● **Given instruction**
Convert the lines from the start of the records up to and including the line with "top-left (208, 341), bottom-right (219, 408)" into a Markdown table with the columns Row and Line, numbering each row and skipping blank lines. Leave the pictures out.

—————

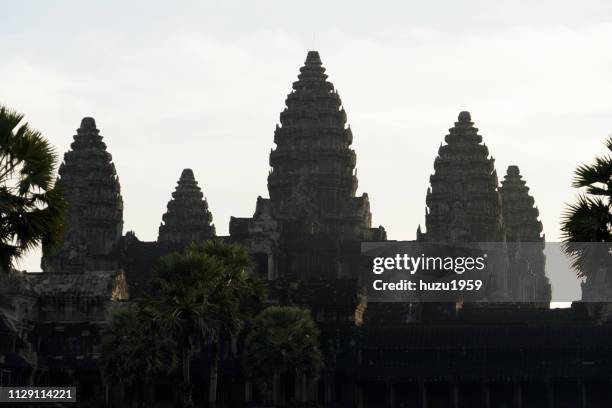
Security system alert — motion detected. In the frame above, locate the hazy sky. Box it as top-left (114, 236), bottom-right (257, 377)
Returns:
top-left (0, 0), bottom-right (612, 300)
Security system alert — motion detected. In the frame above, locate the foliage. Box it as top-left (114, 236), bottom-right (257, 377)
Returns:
top-left (244, 306), bottom-right (323, 387)
top-left (561, 137), bottom-right (612, 277)
top-left (0, 106), bottom-right (65, 272)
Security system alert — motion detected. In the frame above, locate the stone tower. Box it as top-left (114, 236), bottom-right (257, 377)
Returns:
top-left (230, 51), bottom-right (386, 279)
top-left (157, 169), bottom-right (215, 245)
top-left (499, 166), bottom-right (544, 242)
top-left (499, 166), bottom-right (551, 306)
top-left (424, 112), bottom-right (505, 243)
top-left (42, 118), bottom-right (123, 273)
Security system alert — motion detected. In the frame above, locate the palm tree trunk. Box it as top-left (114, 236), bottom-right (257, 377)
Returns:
top-left (181, 338), bottom-right (193, 408)
top-left (208, 341), bottom-right (219, 408)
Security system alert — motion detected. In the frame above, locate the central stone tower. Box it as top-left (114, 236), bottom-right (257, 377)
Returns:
top-left (42, 117), bottom-right (123, 273)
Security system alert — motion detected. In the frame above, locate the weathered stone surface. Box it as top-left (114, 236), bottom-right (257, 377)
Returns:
top-left (419, 112), bottom-right (505, 243)
top-left (499, 166), bottom-right (551, 306)
top-left (42, 117), bottom-right (123, 273)
top-left (157, 169), bottom-right (215, 245)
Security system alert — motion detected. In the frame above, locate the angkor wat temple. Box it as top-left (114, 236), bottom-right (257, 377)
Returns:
top-left (0, 51), bottom-right (612, 408)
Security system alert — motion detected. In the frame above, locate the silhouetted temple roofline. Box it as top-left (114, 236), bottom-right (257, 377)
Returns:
top-left (304, 51), bottom-right (323, 67)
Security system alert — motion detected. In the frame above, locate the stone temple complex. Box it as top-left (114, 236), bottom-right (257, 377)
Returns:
top-left (0, 51), bottom-right (612, 408)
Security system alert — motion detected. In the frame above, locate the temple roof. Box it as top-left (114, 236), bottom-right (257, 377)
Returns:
top-left (158, 169), bottom-right (215, 244)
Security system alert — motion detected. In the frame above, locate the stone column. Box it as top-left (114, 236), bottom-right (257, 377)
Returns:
top-left (355, 383), bottom-right (364, 408)
top-left (419, 381), bottom-right (427, 408)
top-left (323, 375), bottom-right (334, 405)
top-left (482, 379), bottom-right (491, 408)
top-left (244, 379), bottom-right (253, 402)
top-left (387, 379), bottom-right (397, 408)
top-left (513, 381), bottom-right (523, 408)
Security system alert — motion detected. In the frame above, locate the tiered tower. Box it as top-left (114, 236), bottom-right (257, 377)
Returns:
top-left (417, 112), bottom-right (505, 243)
top-left (157, 169), bottom-right (215, 245)
top-left (499, 166), bottom-right (544, 242)
top-left (268, 51), bottom-right (372, 238)
top-left (42, 118), bottom-right (123, 273)
top-left (499, 166), bottom-right (551, 307)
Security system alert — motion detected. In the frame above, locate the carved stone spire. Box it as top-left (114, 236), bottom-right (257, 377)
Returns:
top-left (499, 166), bottom-right (551, 307)
top-left (423, 112), bottom-right (505, 243)
top-left (42, 117), bottom-right (123, 272)
top-left (157, 169), bottom-right (215, 245)
top-left (499, 166), bottom-right (544, 242)
top-left (268, 51), bottom-right (380, 235)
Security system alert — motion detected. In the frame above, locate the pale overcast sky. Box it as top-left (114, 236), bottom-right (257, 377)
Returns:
top-left (0, 0), bottom-right (612, 302)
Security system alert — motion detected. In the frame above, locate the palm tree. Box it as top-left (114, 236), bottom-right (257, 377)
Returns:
top-left (244, 306), bottom-right (323, 405)
top-left (100, 304), bottom-right (176, 407)
top-left (0, 106), bottom-right (65, 273)
top-left (145, 241), bottom-right (260, 406)
top-left (561, 137), bottom-right (612, 277)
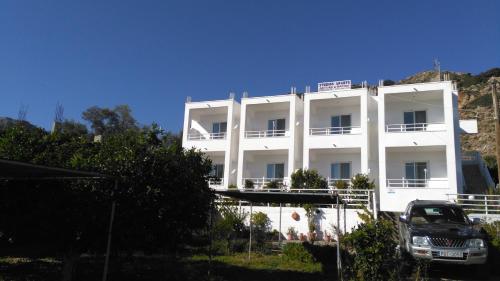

—————

● **Response for this exercise**
| Row | Line |
|---|---|
| 1 | Security system alert — motion detected. In the frame above, locate the hazy sky. Box it as top-left (114, 236), bottom-right (257, 377) |
| 2 | Returns: |
| 3 | top-left (0, 0), bottom-right (612, 300) |
| 4 | Security system alert — motion detected. In the frame above, locate the foliage. Box it as top-left (114, 236), bottom-right (257, 377) |
| 5 | Returns: |
| 6 | top-left (244, 306), bottom-right (323, 387) |
| 7 | top-left (561, 137), bottom-right (612, 277) |
| 8 | top-left (0, 106), bottom-right (65, 272) |
| 9 | Security system alert — motion detected. In the frame above, locate the stone tower. Box it as top-left (114, 236), bottom-right (257, 377) |
| 10 | Returns: |
| 11 | top-left (230, 51), bottom-right (386, 279) |
| 12 | top-left (157, 169), bottom-right (215, 245) |
| 13 | top-left (499, 166), bottom-right (544, 242) |
| 14 | top-left (499, 166), bottom-right (551, 306) |
| 15 | top-left (424, 112), bottom-right (505, 243) |
| 16 | top-left (42, 118), bottom-right (123, 273) |
| 17 | Security system alert — motion detected. In the frame above, locate the palm tree trunk. Box it as top-left (114, 236), bottom-right (257, 377) |
| 18 | Returns: |
| 19 | top-left (181, 338), bottom-right (193, 408) |
| 20 | top-left (208, 341), bottom-right (219, 408) |